[Excerpted data]

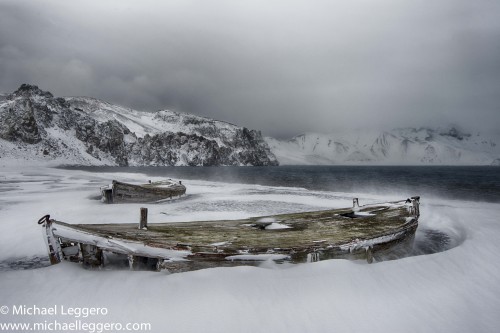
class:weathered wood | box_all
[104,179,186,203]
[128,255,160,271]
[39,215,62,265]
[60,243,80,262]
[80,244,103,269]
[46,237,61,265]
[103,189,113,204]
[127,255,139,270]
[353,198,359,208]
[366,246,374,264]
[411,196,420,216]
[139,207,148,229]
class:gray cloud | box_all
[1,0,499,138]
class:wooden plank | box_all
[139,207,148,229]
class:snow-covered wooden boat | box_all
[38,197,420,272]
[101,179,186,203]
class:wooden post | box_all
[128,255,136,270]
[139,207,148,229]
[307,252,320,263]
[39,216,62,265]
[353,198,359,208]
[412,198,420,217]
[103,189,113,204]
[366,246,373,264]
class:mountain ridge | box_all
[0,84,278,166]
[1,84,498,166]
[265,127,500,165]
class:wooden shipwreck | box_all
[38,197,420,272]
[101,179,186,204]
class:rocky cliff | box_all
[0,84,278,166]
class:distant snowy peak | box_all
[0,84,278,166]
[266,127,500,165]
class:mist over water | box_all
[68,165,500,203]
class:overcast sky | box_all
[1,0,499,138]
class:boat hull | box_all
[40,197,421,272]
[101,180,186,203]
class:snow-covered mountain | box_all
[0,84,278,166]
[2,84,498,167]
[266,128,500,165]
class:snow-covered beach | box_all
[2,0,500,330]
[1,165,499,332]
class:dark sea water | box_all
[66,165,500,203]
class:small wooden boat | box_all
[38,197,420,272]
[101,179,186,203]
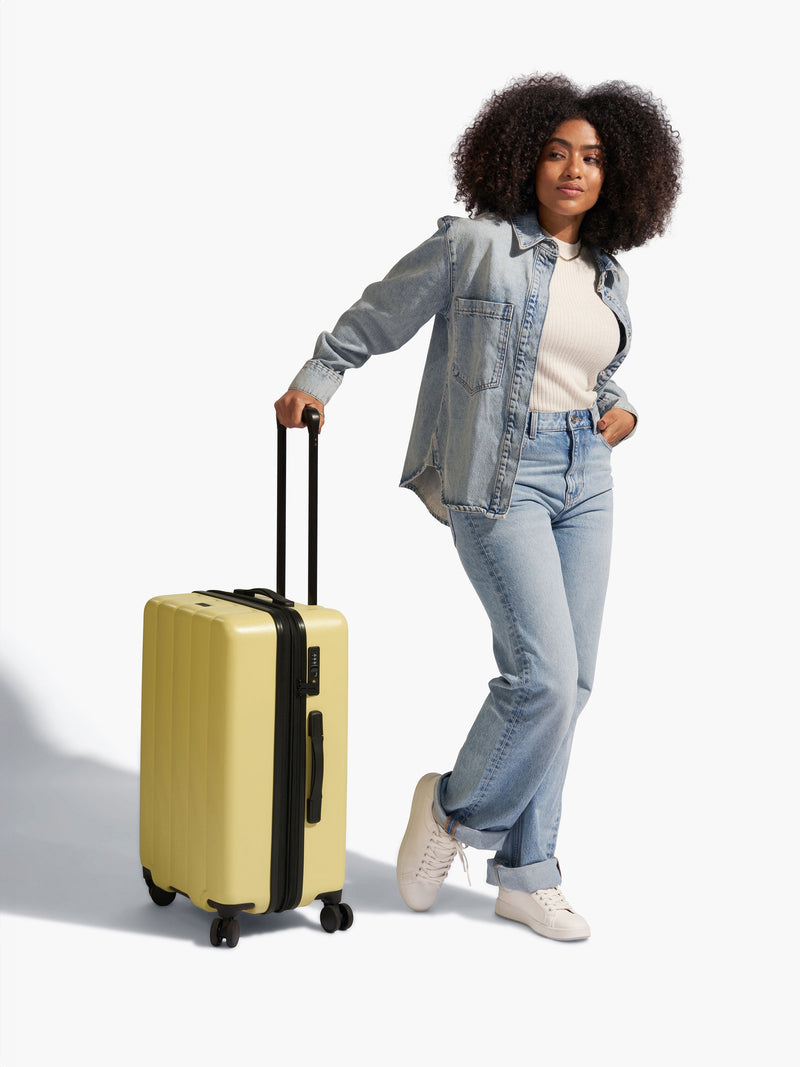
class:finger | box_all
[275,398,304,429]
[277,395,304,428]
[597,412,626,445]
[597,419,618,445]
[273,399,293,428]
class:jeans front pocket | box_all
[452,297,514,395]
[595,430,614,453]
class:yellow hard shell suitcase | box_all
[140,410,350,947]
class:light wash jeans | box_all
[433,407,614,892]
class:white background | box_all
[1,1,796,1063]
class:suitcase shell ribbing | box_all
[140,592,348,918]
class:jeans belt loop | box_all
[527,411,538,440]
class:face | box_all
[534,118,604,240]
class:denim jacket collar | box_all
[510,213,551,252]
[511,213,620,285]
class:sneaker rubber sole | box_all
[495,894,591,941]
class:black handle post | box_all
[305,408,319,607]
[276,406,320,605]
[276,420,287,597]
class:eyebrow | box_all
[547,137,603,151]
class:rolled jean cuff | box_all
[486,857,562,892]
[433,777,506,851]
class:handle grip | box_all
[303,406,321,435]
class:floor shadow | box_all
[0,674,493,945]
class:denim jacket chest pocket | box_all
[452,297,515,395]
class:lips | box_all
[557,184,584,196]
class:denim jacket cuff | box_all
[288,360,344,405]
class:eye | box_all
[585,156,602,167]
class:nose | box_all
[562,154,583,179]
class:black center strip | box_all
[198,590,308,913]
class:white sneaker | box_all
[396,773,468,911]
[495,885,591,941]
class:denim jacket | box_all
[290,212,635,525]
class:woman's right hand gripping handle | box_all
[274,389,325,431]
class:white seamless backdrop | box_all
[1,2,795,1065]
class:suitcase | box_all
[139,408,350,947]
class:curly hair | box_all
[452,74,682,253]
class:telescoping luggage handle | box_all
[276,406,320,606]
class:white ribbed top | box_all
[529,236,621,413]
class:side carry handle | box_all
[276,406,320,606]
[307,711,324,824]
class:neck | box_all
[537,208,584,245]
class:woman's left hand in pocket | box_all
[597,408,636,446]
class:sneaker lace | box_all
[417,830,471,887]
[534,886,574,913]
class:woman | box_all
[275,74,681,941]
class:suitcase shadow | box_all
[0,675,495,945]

[/Excerpted data]

Exercise description —
Starting at the line with "class:lips | box_all", copy every line up to and including the last one in the entries above.

Exercise output —
class:lips | box_all
[557,184,584,196]
class:denim jacket cuff | box_all
[288,360,344,405]
class:eye | box_all
[585,156,602,167]
class:nose | box_all
[562,154,583,179]
class:black center strip | box_all
[198,590,308,913]
class:white sneaker | box_all
[396,773,468,911]
[495,885,591,941]
class:denim jacket | box_all
[290,212,635,525]
class:woman's right hand gripping handle | box_all
[274,389,325,431]
class:white seamless backdrop | box_all
[1,2,795,1065]
class:suitcase | box_all
[139,408,350,947]
class:curly hair | box_all
[452,74,682,253]
class:telescoping luggage handle | box_all
[276,406,320,606]
class:white ribbed top | box_all
[529,236,621,413]
class:side carry handle | box_all
[276,406,320,606]
[307,711,324,824]
class:neck | box_all
[537,208,584,245]
class:woman's left hand in pocket | box_all
[597,408,636,446]
class:sneaker lace | box_all
[417,830,471,887]
[534,886,574,913]
class:woman | box_all
[275,74,681,941]
class:suitcase shadow | box_all
[0,675,495,945]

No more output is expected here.